BRIEF
Update everything from the line containing "The pointer SHOULD return, for each instance of the white-framed" down to the line containing "[[65, 225], [78, 259]]" in the records below, replacing "innermost point" with "central point" and leaving all else unchanged. Give back only those lines.

┄┄┄┄┄┄┄┄┄┄

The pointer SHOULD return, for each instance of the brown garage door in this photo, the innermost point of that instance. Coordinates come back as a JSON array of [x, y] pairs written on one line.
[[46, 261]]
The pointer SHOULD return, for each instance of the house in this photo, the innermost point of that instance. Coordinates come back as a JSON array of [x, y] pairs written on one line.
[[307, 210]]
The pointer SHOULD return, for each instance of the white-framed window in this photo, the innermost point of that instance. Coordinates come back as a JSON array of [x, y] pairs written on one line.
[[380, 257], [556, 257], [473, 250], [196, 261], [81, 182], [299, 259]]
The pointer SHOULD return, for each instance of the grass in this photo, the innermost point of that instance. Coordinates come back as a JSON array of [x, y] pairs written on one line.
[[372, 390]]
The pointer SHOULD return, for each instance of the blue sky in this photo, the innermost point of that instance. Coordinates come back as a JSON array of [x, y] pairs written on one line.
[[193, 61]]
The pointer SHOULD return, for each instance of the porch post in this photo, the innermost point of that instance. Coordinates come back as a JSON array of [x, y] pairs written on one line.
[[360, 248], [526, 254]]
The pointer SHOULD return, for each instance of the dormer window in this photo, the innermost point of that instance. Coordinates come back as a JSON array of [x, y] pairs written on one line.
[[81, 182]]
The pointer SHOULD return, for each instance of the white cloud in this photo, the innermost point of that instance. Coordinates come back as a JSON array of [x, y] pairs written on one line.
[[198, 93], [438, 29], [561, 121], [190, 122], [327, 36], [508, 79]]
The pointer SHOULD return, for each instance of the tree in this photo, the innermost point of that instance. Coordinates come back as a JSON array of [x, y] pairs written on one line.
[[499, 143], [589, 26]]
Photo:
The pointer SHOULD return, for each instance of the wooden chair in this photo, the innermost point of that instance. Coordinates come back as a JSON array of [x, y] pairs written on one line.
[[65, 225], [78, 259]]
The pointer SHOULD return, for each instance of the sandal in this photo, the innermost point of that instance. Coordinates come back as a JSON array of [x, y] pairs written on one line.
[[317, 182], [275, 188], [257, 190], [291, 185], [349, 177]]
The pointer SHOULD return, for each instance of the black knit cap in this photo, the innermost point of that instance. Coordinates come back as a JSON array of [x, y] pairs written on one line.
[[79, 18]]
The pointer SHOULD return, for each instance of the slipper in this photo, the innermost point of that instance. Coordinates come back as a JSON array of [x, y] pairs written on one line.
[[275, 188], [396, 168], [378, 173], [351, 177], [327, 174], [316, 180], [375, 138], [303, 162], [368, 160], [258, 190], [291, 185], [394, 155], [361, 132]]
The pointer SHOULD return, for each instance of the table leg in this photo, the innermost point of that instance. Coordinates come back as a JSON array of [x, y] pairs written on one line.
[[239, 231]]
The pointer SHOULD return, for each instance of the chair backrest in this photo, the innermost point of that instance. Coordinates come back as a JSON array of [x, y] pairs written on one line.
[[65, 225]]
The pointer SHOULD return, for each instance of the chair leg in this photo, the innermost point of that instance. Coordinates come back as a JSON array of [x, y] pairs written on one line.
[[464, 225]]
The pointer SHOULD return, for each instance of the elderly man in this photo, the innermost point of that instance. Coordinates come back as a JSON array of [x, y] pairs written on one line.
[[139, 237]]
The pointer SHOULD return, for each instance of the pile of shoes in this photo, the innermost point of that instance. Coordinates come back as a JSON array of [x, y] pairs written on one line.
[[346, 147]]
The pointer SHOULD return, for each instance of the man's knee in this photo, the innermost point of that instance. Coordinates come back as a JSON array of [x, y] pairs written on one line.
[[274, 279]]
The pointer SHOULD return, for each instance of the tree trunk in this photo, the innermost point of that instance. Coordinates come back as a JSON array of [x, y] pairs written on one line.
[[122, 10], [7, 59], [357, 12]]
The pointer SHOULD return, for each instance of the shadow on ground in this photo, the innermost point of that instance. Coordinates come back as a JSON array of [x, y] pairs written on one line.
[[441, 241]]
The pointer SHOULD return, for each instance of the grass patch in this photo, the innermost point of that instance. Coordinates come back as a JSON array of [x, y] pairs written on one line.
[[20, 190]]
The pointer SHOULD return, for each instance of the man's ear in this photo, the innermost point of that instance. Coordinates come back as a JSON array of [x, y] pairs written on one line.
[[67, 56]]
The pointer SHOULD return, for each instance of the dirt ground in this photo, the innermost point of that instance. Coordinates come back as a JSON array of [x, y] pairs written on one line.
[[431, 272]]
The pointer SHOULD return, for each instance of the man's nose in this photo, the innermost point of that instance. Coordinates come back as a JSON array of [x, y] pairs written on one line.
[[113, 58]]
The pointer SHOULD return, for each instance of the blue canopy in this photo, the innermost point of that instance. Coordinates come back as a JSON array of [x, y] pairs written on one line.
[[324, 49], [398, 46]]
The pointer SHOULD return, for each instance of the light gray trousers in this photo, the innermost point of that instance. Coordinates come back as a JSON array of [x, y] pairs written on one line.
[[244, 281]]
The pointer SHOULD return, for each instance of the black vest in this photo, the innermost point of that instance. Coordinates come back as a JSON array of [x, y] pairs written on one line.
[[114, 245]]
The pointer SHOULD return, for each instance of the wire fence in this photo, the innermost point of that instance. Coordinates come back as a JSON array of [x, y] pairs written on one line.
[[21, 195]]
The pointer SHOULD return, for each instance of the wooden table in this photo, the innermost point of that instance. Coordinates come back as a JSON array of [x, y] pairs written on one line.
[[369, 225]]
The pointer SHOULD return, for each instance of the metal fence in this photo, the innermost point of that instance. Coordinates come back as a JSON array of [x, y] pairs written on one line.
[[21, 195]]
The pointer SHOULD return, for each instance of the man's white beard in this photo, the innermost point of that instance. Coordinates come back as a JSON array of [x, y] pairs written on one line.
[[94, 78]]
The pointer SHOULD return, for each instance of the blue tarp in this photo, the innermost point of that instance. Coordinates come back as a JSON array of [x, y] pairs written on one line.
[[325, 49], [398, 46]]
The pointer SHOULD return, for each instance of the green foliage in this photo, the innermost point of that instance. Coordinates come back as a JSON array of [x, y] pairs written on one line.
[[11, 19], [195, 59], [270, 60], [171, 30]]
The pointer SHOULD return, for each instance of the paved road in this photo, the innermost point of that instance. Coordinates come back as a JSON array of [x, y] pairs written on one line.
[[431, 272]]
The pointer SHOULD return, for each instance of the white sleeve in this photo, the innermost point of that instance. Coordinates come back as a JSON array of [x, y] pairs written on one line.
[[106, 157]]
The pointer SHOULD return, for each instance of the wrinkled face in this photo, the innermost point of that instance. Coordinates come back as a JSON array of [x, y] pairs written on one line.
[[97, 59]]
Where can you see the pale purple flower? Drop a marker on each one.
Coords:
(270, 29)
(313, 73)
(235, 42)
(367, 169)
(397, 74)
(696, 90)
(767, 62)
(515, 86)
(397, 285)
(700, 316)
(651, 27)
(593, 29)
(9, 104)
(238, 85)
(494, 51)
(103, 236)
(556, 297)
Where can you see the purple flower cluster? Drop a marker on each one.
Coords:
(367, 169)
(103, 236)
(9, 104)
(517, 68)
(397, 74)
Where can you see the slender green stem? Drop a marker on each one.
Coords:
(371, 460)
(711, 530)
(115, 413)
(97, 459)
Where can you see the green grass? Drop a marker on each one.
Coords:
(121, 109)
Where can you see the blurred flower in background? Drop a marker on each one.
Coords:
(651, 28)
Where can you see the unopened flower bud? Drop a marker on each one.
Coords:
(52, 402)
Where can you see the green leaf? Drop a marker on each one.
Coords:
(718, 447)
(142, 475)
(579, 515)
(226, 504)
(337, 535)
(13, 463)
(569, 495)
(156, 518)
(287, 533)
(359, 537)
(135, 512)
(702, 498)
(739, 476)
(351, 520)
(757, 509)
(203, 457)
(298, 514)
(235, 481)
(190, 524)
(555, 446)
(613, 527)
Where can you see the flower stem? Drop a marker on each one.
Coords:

┄┄┄┄┄┄┄┄┄┄

THE ANSWER
The pointer SHOULD return, for each instance of the white-framed window in this photo, the central point of that instance. Coordinates come back as a JSON array of [x, y] pairs written on one line.
[[380, 257], [556, 257], [473, 250], [196, 261], [81, 182], [299, 259]]
The pointer SHOULD return, for each instance of the grass in this photo, the central point of that instance. Coordinates come back as a JSON array of [x, y] pairs written on one line.
[[372, 390]]
The pointer SHOULD return, for each instance of the blue sky in this photo, the central point of that instance. Coordinates come back as a JSON array of [x, y] pairs written on one line.
[[193, 61]]
The pointer SHOULD return, for each instance of the porch post in this photo, the central point of that instance. Coordinates come back as a JSON array of [x, y] pairs written on one line.
[[360, 248], [526, 254]]
The pointer SHOULD return, for each instance of the dormer window in this photo, the central point of that instance. Coordinates come back as a JSON array of [x, y] pairs written on one line.
[[81, 182]]
The pointer SHOULD return, for each instance of the white cloud in this photo, the central point of that instance. Coordinates come back as a JSON array of [x, y] pairs written on one line.
[[198, 93], [438, 29], [561, 121], [190, 122], [327, 36], [508, 79]]
The pointer SHOULD return, for each instance of the tree in this photo, the central point of that instance. Coordinates come back as a JSON array of [x, y] pairs written on one line.
[[499, 143], [589, 26]]
Photo:
The pointer SHOULD return, for each instance of the wooden chair in this photo, the central point of that instance. Coordinates come back as a JSON array of [x, y] pairs written on one line.
[[65, 225], [78, 259]]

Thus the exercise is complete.